■ **WHAT YOU WILL DO**: Report each line of the entries that includes "appear" by copying it.
---------- EXTRACTED ENTRIES
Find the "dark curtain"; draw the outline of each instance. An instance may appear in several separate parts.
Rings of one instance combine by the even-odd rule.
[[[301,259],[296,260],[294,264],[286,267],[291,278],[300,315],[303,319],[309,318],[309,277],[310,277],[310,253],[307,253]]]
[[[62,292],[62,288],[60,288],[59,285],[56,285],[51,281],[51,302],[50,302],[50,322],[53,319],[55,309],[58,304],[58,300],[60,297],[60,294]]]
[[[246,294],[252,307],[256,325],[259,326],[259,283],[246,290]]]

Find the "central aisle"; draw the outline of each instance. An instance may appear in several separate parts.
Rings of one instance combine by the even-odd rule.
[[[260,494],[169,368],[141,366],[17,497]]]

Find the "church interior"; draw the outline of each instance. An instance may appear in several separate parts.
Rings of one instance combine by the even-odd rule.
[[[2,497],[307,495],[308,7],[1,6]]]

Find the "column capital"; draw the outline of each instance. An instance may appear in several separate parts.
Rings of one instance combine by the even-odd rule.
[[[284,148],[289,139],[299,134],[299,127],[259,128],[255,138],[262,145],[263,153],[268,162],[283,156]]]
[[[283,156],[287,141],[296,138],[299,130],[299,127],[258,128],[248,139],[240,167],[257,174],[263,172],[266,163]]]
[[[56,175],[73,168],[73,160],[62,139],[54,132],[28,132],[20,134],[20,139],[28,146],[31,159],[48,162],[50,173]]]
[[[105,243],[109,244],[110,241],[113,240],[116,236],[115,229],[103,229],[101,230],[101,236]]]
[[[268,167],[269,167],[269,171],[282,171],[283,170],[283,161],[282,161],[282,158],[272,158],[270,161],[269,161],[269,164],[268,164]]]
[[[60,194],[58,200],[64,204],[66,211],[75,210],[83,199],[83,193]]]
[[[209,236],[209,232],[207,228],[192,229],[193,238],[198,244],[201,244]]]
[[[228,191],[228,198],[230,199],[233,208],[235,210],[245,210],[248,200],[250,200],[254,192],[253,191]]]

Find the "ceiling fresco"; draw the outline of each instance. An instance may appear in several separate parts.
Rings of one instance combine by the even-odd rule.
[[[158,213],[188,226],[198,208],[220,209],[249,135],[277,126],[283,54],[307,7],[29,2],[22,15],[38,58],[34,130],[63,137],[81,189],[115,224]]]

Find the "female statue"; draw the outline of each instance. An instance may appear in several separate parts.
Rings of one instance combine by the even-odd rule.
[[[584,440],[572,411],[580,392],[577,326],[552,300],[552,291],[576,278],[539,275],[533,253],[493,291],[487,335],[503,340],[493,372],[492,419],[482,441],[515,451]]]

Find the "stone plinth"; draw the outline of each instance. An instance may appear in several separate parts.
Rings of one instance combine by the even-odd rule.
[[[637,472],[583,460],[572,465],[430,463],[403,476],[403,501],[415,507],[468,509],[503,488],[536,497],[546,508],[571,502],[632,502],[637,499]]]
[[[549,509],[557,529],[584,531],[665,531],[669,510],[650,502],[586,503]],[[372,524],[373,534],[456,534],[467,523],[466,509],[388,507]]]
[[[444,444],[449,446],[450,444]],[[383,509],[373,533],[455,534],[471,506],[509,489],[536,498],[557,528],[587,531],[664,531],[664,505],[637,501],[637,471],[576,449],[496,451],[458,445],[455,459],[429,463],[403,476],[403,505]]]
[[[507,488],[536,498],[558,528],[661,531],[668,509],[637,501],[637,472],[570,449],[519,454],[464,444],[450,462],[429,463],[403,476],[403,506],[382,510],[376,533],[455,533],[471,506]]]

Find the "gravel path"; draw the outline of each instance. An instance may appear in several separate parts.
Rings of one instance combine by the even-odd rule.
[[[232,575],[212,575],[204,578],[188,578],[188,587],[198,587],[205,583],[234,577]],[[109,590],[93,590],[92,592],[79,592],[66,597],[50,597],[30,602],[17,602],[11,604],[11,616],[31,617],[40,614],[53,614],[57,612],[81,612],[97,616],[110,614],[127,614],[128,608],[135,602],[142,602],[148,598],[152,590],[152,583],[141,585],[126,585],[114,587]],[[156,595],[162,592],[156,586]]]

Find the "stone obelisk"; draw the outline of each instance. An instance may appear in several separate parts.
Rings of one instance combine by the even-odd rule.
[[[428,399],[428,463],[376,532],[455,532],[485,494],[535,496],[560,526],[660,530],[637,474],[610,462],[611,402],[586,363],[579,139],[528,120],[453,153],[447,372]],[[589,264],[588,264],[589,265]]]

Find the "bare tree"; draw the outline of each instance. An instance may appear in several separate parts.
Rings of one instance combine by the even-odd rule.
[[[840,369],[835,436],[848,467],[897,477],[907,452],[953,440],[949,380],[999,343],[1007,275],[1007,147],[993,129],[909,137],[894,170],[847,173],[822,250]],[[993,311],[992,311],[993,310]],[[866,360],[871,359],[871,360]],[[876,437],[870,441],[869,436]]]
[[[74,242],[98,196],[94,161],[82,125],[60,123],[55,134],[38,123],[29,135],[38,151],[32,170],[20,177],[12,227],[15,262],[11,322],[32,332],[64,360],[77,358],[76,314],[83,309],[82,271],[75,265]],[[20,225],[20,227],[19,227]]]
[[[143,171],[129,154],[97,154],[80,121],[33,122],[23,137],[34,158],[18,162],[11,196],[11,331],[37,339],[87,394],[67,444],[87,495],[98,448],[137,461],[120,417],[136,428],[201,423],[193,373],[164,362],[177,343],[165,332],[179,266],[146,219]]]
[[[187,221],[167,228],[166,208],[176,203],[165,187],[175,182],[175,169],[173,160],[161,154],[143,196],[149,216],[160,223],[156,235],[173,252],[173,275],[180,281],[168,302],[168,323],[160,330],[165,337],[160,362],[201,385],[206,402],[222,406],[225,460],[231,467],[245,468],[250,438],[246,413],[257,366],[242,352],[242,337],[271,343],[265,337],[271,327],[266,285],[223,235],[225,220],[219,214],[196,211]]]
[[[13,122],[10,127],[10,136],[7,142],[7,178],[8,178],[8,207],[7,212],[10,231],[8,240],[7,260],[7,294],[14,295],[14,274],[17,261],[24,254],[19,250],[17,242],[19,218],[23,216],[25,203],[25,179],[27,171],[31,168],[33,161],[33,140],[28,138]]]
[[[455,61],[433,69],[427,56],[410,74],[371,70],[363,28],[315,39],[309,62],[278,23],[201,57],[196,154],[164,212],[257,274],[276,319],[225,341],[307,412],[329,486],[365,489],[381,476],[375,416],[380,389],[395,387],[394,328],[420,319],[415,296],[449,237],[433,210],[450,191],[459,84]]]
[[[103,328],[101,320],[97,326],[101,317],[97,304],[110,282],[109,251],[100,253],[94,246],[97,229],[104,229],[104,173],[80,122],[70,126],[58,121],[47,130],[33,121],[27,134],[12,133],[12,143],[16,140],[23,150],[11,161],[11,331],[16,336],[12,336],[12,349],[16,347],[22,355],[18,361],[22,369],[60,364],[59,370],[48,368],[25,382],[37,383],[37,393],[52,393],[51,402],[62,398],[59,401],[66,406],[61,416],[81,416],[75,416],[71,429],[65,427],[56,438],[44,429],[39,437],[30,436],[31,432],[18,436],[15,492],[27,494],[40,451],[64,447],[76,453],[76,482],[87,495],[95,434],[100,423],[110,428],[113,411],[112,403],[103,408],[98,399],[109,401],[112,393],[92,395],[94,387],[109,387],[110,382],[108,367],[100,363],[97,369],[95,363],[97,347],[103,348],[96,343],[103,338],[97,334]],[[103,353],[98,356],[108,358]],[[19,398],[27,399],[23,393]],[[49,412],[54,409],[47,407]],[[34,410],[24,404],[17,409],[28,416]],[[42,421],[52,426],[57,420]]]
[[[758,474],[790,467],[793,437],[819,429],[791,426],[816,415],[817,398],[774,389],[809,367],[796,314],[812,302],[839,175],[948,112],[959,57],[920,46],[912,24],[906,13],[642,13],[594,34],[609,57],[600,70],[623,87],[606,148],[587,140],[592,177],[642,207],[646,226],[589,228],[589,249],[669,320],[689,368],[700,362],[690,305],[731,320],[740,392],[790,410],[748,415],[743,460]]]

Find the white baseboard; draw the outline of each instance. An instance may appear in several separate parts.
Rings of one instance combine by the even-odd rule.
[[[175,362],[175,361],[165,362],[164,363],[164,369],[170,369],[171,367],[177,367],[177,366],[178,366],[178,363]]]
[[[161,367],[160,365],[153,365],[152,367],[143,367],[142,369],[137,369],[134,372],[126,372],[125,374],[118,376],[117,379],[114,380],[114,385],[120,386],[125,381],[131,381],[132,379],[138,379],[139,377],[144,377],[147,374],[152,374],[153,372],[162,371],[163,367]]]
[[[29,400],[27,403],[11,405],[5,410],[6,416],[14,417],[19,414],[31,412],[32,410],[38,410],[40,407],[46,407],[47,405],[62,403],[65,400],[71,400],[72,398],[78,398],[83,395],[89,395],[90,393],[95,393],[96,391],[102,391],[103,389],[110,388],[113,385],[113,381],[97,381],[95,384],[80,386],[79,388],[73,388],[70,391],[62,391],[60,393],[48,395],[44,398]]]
--------------------
■ **ANSWER SECTION**:
Find the "dark curtain"; draw the outline of each instance. An instance may appear in several separate parts.
Find the "central aisle"; draw the outline of each instance. An instance may appear in several separate parts.
Find the "church interior"; draw the outline of each instance. An instance may appear in several separate parts.
Find the "column capital"; draw the outline of each instance. An instance may appear in several separate parts.
Find the "ceiling fresco"; draw the outline of each instance. An instance may appear in several separate parts.
Find the "female statue"; draw the outline of each instance. An instance may appear in several separate parts.
Find the "stone plinth"; draw the outline of each instance. An instance may appear in several separate parts.
Find the "gravel path"; draw the outline of each instance. An instance may appear in several separate parts.
Find the "stone obelisk"; draw the outline of each instance. An instance may appear in several separate parts.
Find the "bare tree"; draw the outline of each instance. An instance may appear in several separate parts.
Find the white baseboard; draw the outline of each instance. An instance may appear in several separate parts.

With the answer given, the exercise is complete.